__Explore the material__.
1. In the article about Arizona imaging groups burning CDs, about how many imaging procedures do the Sun Health facilities perform each year?
2. Rewrite the part of the article about Arizona imaging groups burning CDs that begins at the words "When patients at" and stops after "modalities, except mammography.", with "utilizes" swapped for "uses".
3. Keep writing the article about Arizona imaging groups burning CDs, picking up after its last sentence.

Segment Start: Supplied passage

Two Arizona imaging groups show the need for speed and efficiency in burning CDs for patients and physicians on the move.
When patients at Sun Health Medical Centers in Phoenix need to take their images with them, a CD is the solution. This group made up of two hospitals and three health clinics, utilizes a variety of CD burners to accommodate patient and physician image needs, particularly in light of their large percentage of transitory patients. And need for CDs on the go can be large as each year the facilities perform approximately 300,000 imaging procedures in a wide range of modalities, except mammography.
Sun Health has opted for a variety of burners made by Sorna, including two Sorna 26is a single input bin system with CD or DVD for moderate volume production, which they got when the facilities installed PACS two years ago. And more recently, they’ve brought online for the outpatient clinics three Sorna eXpedo XR1s, hands-on or web-activated compact, fully integrated, automated DICOM CD/DVD publishing systems.
“The new eXpedo system is quite fast, and allows you to give the patients their records instantly, which is particularly convenient for Arizona’s large contingent of traveling patients,” says PACS Administrator Micha Ronen.

Segment End: Supplied passage
Segment Start: Extracted records

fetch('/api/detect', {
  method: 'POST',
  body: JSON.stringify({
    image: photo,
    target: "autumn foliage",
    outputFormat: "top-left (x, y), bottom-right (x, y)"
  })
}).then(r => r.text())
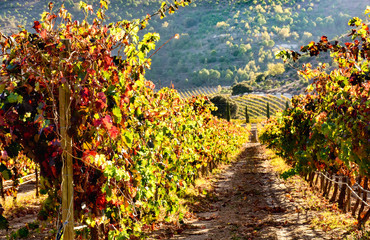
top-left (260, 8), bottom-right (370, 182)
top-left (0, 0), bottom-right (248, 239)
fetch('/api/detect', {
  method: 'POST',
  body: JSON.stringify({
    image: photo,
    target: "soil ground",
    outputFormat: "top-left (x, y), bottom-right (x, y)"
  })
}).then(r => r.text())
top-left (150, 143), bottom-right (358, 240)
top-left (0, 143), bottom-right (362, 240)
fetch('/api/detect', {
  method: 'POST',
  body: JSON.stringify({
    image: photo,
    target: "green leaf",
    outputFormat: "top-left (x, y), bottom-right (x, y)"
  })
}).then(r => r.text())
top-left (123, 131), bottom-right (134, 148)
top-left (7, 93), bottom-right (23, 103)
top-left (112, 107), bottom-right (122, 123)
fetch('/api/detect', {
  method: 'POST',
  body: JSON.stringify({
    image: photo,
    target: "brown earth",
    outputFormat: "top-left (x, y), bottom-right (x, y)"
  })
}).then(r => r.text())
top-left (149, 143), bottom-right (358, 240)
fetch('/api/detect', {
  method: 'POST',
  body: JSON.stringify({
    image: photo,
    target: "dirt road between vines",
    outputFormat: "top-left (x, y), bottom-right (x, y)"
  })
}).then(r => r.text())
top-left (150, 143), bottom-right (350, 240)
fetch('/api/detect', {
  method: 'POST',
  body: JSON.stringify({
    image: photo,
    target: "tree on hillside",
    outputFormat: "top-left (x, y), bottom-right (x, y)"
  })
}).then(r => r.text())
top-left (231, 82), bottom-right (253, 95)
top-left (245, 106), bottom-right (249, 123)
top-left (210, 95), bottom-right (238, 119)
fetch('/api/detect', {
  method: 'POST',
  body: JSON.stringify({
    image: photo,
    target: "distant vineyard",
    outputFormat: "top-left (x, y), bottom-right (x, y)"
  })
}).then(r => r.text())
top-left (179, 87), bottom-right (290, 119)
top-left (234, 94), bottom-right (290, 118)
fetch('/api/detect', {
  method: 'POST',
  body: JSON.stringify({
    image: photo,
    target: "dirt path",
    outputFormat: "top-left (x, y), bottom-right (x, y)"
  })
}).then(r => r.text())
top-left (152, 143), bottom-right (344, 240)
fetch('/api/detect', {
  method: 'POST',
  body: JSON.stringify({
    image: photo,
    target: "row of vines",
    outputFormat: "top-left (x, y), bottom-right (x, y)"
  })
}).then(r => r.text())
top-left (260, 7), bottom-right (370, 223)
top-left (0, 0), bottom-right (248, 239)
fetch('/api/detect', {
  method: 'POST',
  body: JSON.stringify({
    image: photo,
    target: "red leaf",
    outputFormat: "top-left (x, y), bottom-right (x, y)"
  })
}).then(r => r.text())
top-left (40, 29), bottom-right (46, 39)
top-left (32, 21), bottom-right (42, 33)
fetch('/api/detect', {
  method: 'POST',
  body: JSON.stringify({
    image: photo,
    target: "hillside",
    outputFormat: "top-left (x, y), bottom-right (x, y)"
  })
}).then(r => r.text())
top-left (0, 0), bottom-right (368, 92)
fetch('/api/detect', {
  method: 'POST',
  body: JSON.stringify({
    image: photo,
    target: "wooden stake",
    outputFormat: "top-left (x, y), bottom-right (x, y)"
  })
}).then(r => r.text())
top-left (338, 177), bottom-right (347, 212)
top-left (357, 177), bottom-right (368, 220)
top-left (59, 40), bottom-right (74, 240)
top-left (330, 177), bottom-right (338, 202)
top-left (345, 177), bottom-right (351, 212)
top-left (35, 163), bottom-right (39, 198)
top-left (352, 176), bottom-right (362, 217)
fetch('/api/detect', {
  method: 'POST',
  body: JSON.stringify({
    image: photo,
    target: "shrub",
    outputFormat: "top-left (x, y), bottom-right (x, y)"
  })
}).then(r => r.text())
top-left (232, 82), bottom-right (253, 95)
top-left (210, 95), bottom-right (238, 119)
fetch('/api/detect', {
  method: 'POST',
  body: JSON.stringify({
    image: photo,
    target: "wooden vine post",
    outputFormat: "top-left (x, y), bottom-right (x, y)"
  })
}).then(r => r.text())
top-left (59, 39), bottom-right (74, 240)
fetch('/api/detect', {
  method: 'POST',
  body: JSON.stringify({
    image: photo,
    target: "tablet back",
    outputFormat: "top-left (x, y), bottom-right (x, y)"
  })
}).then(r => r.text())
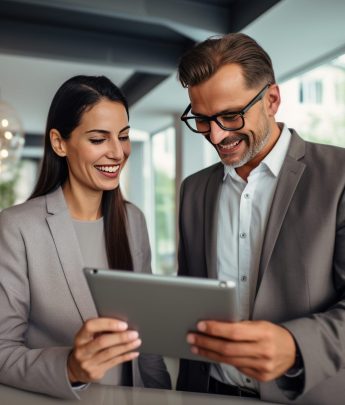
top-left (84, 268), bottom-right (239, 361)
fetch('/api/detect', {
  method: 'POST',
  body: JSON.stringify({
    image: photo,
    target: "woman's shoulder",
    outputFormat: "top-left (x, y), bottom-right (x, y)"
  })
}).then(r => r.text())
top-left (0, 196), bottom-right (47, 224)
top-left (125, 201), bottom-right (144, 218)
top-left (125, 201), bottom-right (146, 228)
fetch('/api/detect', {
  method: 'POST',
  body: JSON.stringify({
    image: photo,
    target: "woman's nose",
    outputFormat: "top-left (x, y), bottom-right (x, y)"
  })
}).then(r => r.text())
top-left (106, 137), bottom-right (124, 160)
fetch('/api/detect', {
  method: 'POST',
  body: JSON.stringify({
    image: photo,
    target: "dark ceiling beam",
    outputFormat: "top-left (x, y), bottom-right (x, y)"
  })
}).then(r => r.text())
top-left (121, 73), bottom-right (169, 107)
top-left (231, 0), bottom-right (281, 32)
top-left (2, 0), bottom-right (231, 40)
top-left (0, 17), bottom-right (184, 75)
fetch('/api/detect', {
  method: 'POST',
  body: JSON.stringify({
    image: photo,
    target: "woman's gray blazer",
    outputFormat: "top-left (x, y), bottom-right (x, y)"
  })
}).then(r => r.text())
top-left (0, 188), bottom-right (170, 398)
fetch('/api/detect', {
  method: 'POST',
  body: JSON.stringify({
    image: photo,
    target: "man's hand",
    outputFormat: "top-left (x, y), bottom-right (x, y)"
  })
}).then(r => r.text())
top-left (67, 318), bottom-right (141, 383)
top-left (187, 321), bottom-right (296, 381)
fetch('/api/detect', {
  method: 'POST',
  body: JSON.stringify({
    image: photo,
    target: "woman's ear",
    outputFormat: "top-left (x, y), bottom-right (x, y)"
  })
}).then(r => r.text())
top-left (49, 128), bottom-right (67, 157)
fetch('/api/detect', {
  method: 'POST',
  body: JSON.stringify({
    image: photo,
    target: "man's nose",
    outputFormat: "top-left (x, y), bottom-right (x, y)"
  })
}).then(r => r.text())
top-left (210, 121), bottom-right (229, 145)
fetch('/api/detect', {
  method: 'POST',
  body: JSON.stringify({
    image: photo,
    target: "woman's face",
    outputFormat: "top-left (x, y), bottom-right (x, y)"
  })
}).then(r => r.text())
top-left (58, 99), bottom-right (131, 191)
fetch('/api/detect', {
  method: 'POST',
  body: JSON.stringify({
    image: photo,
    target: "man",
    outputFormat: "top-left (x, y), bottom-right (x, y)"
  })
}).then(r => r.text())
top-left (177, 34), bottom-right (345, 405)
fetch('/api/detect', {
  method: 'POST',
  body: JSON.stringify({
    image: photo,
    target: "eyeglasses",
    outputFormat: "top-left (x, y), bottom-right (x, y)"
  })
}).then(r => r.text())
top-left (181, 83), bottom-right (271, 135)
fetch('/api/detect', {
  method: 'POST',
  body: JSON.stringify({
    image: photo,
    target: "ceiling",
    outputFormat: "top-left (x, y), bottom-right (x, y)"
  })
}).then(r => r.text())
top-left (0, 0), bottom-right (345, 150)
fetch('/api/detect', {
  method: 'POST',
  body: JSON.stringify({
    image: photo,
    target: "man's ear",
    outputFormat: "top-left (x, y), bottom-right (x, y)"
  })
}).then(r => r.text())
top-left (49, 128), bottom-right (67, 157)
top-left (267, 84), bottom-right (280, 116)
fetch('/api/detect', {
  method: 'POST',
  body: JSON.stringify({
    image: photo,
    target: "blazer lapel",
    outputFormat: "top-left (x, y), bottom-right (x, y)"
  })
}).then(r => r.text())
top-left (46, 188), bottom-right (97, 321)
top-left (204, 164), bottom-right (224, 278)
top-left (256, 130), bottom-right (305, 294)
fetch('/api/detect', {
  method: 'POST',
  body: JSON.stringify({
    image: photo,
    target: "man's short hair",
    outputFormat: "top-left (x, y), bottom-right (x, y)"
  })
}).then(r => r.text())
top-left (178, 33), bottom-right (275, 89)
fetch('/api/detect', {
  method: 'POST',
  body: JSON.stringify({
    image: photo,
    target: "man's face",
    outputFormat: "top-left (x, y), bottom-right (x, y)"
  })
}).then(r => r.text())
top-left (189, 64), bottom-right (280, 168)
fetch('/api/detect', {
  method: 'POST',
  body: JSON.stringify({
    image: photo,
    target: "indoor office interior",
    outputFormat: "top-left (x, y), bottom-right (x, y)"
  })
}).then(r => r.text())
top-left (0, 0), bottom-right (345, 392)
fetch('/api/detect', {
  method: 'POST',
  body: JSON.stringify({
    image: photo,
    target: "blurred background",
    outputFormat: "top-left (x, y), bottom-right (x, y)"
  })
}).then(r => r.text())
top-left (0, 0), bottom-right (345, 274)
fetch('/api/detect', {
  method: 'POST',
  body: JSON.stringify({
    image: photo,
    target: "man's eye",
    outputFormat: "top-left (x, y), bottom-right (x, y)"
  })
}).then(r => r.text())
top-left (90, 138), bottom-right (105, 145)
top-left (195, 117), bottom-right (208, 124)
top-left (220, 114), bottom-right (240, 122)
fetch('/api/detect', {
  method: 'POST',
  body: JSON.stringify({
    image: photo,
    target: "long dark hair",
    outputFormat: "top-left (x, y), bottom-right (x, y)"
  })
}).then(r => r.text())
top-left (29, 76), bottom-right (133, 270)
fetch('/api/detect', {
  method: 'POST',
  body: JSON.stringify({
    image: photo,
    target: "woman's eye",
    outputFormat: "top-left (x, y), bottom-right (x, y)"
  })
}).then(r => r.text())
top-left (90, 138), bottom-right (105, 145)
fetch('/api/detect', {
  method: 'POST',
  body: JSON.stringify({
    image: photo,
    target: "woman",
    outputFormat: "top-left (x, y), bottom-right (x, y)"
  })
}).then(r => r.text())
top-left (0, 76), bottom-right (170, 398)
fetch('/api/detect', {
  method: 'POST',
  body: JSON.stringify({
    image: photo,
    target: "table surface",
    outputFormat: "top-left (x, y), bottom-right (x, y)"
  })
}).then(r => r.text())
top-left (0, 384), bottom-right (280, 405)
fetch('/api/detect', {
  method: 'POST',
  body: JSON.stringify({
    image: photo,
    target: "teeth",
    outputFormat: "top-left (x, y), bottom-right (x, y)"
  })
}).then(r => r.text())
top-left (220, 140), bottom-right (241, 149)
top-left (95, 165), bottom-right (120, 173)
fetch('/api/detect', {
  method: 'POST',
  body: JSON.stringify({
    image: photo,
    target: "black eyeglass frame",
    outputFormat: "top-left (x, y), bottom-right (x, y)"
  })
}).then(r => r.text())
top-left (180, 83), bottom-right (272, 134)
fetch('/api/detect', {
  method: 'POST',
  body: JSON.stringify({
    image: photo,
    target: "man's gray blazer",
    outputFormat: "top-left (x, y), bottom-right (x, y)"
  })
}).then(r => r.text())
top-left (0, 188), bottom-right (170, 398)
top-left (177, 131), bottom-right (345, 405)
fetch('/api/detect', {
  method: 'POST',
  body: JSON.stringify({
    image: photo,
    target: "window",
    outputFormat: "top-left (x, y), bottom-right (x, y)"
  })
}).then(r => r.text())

Segment End: Extracted records
Segment Start: Extracted records

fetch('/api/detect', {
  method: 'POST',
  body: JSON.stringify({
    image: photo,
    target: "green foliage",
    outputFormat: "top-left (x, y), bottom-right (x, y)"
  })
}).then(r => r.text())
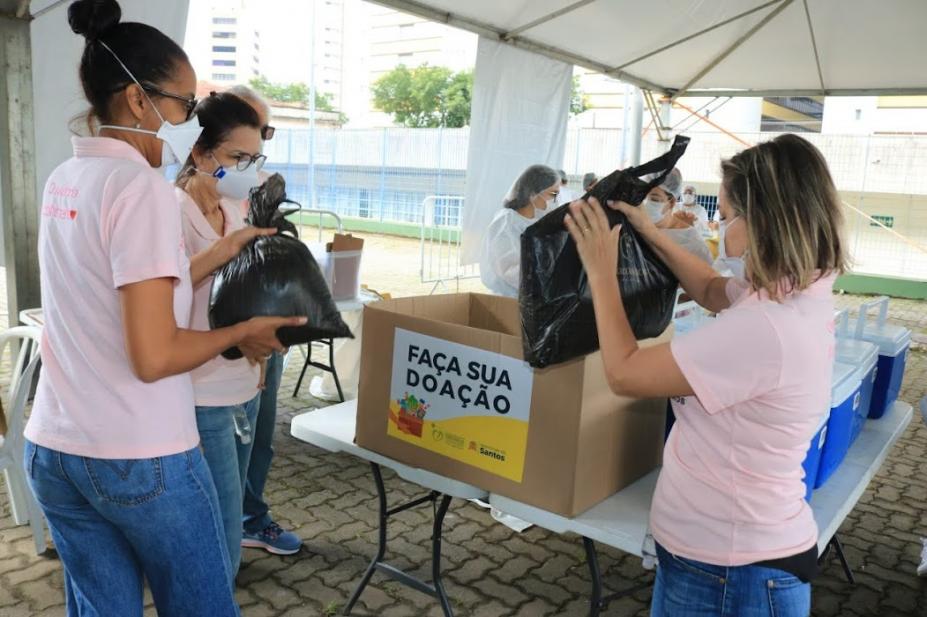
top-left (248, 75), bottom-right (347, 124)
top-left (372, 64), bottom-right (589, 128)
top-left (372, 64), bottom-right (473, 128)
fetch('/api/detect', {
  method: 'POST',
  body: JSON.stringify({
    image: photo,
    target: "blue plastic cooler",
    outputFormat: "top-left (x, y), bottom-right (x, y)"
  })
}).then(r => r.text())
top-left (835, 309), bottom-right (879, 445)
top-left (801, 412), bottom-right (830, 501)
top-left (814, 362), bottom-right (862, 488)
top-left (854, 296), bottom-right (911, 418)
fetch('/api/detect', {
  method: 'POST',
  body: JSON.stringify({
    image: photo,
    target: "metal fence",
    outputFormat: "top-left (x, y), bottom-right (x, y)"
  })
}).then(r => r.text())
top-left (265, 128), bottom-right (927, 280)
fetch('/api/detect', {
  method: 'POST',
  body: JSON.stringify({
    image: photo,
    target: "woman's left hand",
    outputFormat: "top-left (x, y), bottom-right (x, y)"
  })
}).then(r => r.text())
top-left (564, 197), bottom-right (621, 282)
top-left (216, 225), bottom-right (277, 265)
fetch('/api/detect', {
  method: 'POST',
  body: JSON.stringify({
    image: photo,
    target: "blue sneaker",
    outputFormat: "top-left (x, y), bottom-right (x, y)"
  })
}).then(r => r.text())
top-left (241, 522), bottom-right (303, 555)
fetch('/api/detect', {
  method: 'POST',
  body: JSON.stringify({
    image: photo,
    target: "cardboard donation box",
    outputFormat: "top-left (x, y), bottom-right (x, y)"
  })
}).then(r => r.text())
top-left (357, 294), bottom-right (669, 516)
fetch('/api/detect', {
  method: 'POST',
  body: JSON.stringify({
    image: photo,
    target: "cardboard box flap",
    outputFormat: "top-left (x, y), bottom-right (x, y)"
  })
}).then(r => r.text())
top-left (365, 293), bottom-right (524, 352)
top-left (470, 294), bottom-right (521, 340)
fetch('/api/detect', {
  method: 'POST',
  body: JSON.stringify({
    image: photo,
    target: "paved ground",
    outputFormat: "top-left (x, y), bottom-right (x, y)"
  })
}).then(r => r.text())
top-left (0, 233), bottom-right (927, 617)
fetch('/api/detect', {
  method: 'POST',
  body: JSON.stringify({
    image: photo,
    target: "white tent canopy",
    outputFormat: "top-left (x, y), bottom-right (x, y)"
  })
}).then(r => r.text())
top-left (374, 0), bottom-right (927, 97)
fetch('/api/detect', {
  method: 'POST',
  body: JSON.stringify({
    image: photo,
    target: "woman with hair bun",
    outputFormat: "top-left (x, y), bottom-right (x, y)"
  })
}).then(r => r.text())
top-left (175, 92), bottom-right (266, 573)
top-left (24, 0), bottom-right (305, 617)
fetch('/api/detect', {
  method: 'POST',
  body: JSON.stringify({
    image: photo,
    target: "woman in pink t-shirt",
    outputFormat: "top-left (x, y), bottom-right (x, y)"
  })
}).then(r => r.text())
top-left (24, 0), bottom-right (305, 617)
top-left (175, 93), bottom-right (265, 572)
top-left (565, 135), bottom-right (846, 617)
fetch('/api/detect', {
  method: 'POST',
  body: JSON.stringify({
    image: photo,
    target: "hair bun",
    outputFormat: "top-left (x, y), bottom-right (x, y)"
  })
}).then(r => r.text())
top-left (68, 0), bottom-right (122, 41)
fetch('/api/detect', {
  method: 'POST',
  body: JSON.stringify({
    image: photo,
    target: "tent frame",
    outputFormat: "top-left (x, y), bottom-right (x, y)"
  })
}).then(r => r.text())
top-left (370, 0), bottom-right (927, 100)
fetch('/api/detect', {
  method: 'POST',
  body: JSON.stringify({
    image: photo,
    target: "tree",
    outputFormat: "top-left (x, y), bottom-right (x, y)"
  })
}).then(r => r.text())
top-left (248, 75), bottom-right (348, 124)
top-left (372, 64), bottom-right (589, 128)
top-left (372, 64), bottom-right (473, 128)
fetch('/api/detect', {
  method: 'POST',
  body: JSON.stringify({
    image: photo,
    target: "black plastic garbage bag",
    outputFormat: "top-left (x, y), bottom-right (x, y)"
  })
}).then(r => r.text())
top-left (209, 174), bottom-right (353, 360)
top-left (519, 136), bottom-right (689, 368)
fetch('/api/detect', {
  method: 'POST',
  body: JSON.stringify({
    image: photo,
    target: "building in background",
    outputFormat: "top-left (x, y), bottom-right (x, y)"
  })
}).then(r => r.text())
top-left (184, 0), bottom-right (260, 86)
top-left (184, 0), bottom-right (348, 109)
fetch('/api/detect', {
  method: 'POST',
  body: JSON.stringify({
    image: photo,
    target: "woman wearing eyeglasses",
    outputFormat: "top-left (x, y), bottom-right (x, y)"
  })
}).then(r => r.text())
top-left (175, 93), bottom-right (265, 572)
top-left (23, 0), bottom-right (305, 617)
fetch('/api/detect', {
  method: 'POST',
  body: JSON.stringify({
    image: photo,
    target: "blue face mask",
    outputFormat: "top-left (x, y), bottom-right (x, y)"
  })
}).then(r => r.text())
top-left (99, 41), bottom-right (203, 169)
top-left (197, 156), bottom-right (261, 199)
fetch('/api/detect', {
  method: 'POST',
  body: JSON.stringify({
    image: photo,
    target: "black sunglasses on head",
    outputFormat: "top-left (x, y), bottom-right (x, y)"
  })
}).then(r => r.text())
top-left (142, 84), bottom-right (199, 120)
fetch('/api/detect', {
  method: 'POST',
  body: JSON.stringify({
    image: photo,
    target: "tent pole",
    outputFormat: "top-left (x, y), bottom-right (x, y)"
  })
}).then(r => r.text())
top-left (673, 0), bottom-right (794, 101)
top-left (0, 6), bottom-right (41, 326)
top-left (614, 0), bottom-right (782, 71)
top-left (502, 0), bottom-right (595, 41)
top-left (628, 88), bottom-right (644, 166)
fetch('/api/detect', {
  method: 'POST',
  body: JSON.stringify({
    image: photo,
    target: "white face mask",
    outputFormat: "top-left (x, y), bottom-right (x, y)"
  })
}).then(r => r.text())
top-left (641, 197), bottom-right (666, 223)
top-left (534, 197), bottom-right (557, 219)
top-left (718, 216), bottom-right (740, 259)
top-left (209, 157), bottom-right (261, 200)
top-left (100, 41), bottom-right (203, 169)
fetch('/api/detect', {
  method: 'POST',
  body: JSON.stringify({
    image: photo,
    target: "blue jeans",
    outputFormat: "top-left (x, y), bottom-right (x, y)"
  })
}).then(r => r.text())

Segment End: Extracted records

__Results of the exercise__.
1. About 300,000 imaging procedures each year.

2.
When patients at Sun Health Medical Centers in Phoenix need to take their images with them, a CD is the solution. This group made up of two hospitals and three health clinics, uses a variety of CD burners to accommodate patient and physician image needs, particularly in light of their large percentage of transitory patients. And need for CDs on the go can be large as each year the facilities perform approximately 300,000 imaging procedures in a wide range of modalities, except mammography.

3.
The Sorna technology also presents a cost-effective means of creating, storing and transporting secured medical information. “One single CD containing 500 medical images costs about 45 cents, whereas film costs of that many images would estimate about $70. Plus, it reduces the size of shipments tremendously,” notes Ronen.
In the Sun Health facilities, about 90 percent of imaging procedures are filmless, and of the remaining 10 percent, only 5 percent of the patients still receive paper.
Accessibility does not seem to be a problem at Sun Health, because Ronen says that any physician who has access to a normal PC with a CD drive can view the images.
In addition to a convenient means of transporting images, Ronen says that “Sorna’s new technology also allows us to include the printed radiologist’s report on the CD as an additional folder for the doctor to open. Sorna goes into the RIS and pulls the report for that study and attaches to the CD as a supplementary folder.”
Ronen accentuates the ease of accessibility of the “new Sorna software, [with which] users can create and print any CD in any of the five facilities of Sun Health because it links the entire Sun Health enterprise.”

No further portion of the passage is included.